§ 提供テキスト
● ● ● ● ● ● ●
1. トップ
  2. 新着ニュース
  3. 経済
  4. ビジネス

ついに"死に体"と変わった安倍政権の憂鬱

プレジデントオンライン / 2018年10月1日 18時15分

2018年9月30日、公明党全国大会で手を取り合う安倍晋三首相(右)と山口那津男代表。(写真=時事通信フォト)

安倍晋三首相の運気が、下降線を描いている。9月20日の党総裁選では3選を果たしたが、敗れた石破茂元幹事長の善戦ばかりに注目が集まった。26日の日米首脳会談では、貿易問題で大幅な譲歩を迫られた。そして「総裁選より重要」と言われた30日の沖縄県知事選では、自民、公明両党が全力を挙げて支援した候補が惨敗。一連の「不都合の連鎖」は、与党連携にも影を落としつつある――。

■自民・公明は沖縄県知事選で屈辱的な惨敗

9月30日午後、東京都内で開かれた公明党大会。来賓として出席した安倍氏はあいさつで「私たちは5回連続、国政選挙で勝利することができました。その意味において、山口那津男代表は私にとって必勝のパートナーです。この勢いをかって来年の統一地方選挙、参院選挙も力を合わせていきたい」と力説すると、会場からは拍手が起こった。

だが、ちょうどそのころ、自民党幹部や首相周辺のもとには、投票が進む沖縄県知事選の出口調査結果が伝わっていた。出口調査とは、投票所の出口に報道機関の関係者が陣取り、投票を終えた有権者に「どちらに投票されましたか」と聞く調査。質問を受けた経験のある人も少なくないだろう。

報道各社の調査は、多少の誤差はあったが、いずれも20ポイントほどの差で、国政野党を中心にした「オール沖縄」が推す玉城デニー氏がリード。自民・公明両党らが支援する佐喜真淳候補の苦戦が伝えられていた。

投票の結果は玉城氏が39万6632票、佐喜真氏は31万6458票。出口調査の傾向とほぼ同じだった。玉城氏の得票は、沖縄県知事選では過去最多。メディアによっては投票が締め切られた午後8時に玉城氏の当確を打つところもあった。自公にとっては屈辱的な惨敗。

皮肉にも昼に「必勝のパートナー」を確認しあった日の夜、「必勝」シナリオが崩壊してしまったことになる。安倍氏は結果が判明した後、自民党幹部と電話で話し「残念だが仕方ない」とつぶやいた。

■自公支持層の2割から3割程度が玉城氏に投票

各社の出口調査を分析すると興味深い傾向が見えてくる。自公支持層の2割から3割程度、玉城氏に投票しているのだ。徹底した組織選挙を行った両党としては容認し難いデータだ。

知事選では、大量の自民党幹部や秘書軍団を連日投入する物量作戦で組織固めの選挙戦に徹した。その過程で、佐喜真氏を推す勢力が、事実ではない玉城氏のスキャンダルを流したとも報じられた。そういった、なりふり構わぬ姿勢に、本来であれば自公側を支持する県民も違和感を持ったのではないか。

知事選の結果は、党総裁選の地方票の出方と通じるところがある。安倍氏は徹底的な引き締め選挙を行い、圧勝を目指した。その結果、国会議員票は8割を超える票を得たが、地方票は55%にとどまり石破氏に迫られた。総裁選の結果、「自民党は(安倍支持)1色ではない」(石破氏)ことが証明された。
● ● ● ● ● ● ●
§ 抽出情報
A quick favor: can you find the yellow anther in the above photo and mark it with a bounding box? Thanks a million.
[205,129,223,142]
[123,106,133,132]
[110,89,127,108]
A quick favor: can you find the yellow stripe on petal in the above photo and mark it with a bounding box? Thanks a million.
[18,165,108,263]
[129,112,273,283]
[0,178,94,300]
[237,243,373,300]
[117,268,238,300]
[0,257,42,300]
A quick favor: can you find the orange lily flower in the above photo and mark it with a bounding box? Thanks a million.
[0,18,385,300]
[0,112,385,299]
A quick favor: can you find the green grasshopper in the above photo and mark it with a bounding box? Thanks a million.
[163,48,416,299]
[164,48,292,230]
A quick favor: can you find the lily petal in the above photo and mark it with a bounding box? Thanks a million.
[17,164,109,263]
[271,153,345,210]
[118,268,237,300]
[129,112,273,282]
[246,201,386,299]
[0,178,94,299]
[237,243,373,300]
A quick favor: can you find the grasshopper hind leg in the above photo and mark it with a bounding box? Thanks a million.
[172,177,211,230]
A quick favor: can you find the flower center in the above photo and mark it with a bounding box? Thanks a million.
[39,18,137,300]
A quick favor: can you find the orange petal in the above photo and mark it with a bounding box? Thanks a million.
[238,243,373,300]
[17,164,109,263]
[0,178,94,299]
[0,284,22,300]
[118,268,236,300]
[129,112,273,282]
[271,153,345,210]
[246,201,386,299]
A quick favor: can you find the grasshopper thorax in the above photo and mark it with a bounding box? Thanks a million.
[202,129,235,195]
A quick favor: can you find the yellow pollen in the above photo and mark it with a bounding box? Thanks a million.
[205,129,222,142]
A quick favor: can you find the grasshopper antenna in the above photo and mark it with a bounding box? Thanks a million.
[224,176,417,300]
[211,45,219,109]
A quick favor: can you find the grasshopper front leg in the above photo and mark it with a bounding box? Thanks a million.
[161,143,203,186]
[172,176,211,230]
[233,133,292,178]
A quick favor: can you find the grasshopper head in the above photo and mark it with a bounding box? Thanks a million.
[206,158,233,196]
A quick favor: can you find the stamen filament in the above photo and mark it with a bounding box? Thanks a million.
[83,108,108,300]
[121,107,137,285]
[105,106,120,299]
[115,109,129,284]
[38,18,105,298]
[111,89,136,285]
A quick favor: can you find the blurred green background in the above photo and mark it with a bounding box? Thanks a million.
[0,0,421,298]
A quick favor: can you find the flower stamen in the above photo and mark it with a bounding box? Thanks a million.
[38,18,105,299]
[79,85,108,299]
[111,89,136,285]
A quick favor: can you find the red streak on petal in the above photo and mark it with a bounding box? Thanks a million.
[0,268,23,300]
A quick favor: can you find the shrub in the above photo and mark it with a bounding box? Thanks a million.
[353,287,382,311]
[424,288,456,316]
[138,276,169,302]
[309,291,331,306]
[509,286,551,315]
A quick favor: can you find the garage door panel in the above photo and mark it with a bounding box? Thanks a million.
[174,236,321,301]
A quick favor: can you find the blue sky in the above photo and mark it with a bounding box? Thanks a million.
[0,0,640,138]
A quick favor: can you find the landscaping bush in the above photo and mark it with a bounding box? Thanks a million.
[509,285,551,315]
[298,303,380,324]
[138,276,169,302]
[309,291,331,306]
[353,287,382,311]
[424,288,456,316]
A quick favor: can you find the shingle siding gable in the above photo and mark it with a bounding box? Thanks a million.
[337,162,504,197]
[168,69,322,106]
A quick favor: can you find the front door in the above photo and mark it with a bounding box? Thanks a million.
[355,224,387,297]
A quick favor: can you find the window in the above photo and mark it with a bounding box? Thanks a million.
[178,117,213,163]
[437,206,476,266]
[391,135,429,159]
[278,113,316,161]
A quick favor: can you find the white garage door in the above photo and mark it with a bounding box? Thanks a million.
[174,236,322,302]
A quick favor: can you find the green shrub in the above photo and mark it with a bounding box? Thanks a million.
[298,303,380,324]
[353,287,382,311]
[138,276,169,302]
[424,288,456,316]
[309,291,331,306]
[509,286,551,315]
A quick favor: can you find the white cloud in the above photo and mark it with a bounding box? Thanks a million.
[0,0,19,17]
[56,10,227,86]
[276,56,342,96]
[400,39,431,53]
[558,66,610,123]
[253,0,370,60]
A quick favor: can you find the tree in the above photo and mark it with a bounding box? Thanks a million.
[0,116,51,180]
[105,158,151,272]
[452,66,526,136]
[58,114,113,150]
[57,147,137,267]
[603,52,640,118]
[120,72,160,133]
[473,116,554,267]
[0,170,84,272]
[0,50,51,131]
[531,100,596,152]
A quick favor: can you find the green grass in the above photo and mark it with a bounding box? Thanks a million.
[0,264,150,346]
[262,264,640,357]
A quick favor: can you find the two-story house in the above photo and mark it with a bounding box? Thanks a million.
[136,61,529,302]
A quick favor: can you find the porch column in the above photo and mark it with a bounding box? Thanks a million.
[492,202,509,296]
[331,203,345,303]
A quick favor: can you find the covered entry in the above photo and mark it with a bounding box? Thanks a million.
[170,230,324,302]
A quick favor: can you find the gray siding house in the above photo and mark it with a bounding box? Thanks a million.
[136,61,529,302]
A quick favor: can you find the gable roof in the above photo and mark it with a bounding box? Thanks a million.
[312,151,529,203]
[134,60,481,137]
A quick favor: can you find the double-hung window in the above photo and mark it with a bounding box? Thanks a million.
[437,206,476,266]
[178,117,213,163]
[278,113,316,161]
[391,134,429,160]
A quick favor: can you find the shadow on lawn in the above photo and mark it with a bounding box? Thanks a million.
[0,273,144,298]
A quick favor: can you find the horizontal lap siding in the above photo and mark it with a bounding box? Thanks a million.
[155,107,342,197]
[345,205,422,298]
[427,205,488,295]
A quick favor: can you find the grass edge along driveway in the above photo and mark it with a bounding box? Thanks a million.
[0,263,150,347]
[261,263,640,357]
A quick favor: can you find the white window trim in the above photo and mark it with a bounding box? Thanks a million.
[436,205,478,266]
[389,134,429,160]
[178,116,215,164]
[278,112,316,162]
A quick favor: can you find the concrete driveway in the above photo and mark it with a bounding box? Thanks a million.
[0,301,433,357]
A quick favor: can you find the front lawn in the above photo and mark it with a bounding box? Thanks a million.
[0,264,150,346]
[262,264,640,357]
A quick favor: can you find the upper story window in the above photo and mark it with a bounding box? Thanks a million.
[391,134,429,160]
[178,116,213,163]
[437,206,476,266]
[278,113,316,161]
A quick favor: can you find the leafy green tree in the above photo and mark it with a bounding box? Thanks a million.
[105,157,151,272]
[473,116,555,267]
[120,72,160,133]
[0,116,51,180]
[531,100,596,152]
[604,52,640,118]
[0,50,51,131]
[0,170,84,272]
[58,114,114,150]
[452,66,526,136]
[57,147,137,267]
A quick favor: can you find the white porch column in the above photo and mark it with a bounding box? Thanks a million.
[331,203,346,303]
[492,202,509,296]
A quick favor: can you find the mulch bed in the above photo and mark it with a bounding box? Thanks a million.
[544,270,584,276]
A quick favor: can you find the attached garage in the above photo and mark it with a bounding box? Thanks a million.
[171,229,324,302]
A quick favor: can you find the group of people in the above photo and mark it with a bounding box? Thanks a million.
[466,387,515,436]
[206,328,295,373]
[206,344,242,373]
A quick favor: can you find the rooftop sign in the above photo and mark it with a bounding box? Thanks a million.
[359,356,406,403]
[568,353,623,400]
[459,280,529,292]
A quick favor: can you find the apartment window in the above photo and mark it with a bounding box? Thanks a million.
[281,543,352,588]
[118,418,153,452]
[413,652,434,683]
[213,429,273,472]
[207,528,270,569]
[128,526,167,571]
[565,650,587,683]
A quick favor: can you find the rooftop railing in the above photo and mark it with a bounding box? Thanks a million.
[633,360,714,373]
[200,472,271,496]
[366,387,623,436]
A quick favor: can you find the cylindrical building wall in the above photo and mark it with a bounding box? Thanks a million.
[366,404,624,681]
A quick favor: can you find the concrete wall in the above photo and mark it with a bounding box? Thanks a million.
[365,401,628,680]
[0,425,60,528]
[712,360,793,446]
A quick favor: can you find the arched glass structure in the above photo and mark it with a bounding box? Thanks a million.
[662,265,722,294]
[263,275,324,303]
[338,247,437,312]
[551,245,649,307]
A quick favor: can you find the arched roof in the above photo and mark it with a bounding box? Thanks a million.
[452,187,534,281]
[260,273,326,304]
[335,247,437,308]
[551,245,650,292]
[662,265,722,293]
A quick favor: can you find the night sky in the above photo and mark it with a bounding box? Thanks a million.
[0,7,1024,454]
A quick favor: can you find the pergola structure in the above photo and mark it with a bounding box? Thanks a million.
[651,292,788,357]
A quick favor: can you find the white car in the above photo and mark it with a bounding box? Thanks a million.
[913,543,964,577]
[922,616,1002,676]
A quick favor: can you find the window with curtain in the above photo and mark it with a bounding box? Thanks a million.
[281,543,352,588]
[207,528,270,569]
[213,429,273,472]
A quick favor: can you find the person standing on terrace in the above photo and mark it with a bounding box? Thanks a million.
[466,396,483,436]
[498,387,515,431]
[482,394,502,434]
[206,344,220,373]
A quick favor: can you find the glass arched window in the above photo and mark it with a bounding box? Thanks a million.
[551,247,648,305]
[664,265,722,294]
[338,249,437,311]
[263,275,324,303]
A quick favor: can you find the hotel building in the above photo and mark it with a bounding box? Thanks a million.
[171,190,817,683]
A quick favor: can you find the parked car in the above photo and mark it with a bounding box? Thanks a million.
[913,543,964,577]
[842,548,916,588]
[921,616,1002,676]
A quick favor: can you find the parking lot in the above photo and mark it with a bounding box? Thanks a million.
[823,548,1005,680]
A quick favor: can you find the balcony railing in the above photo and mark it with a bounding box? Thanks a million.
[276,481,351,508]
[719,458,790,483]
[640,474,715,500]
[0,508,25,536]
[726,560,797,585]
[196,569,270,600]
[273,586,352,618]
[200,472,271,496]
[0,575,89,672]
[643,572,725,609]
● ● ● ● ● ● ●
§ 課題 1
安倍政権に関する記事によると、沖縄県知事選で玉城デニー氏が得た票数は何票ですか？
§ 課題 2
安倍政権に関する記事にある「安倍氏は結果が判明した後、自民党幹部と電話で話し「残念だが仕方ない」とつぶやいた。」という文を英語に訳してください。
§ 課題 3
安倍政権に関する記事の続きを、最後の文の後から書き進めてください。

§ 解答 1
39万6632票です。

§ 解答 2
After the result became clear, Abe spoke by phone with senior LDP officials and murmured, "It's unfortunate, but it can't be helped."

§ 解答 3
総裁選で石破氏に迫られたことと、沖縄県知事選での敗北は、「安倍1強への違和感」という共通項でつながる。

■崩れ始めた安倍政権の金看板

3選後の安倍氏は、あまりいいことがない。9月26日、ニューヨークで行われたトランプ大統領との首脳会談では、2国間で「日米物品貿易協定(TAG)」の通商交渉を始めることで合意。2国間交渉を回避することを最重視していた日本政府としては、米国に押し込まれた印象は否めない。

10月1日、日銀が発表した9月の企業短期経済観測調査(短観)では、景況感は、3期連続して悪化した。

トランプ大統領との蜜月関係を謳歌し、アベノミクスの推進による順調な経済に支えられていた安倍政権の金看板が期せずして同時に崩れ始めている。

そしてもう1つ安倍政権にとって不安材料がある。公明党の動向だ。

安倍氏は残る任期3年の間に、悲願である憲法改正を実現させたい。そのために今月召集の臨時国会で、自民党の案を提出し、併せて公明党との与党協議を始めたいと考えている。ところが、この方針に山口氏が難色を示している。

■改憲論議で公明党は「下駄の雪」返上か

山口氏は党大会の席上、地方組織代表の質問に答える形で「憲法改正に前向きな政党ではなくて、幅広い政党、あるいは政治家の合意を作り出す努力がまず必要だ」と語った。普通の法案なら、政府の方針を支えるために与党で合意形成するのは当然だが、憲法改正の場合、国会で発議した後に国民投票にかけられる。だから、与党だけで事前に議論するべきではないという理屈。要は、改憲問題では自公2党だけで議論するのは勘弁願いたい、という宣言なのだ。

「平和の党」を標榜する公明党は、安倍政権下では、特定秘密保護法、安保法制など、なかなか賛成しづらい政策課題についても自民党との協議に応じ、最終的には法成立に協力してきた。どれだけ踏み付けられても自民党にくっついていくという意味で「下駄の雪」とやゆされることもある。しかし、憲法改正論議だけは「下駄の雪にはならない」ということなのだ。与党協議に入れず、改憲論議の入り口でつまずくことになれば、安倍氏にとっては大きな痛手となる。

■疑心暗鬼が生まれるきっかけになりかねない

公明党大会では山口氏は代表続投となり、幹事長は井上義久氏から斉藤鉄夫氏に交代することになった。安倍氏と山口氏は、ケミストリーが合わない。これまで両党首の隙間を埋めて連絡調整役を担っていた老練な井上氏が幹事長から退くことも、与党関係を不透明にしている。

沖縄県知事選の敗北も両党関係に微妙な影響を与える。直ちに関係が大きく揺らぐことはないだろうが、来年の統一地方選、参院選に向け、中長期的には疑心暗鬼が生まれるきっかけになりかねない。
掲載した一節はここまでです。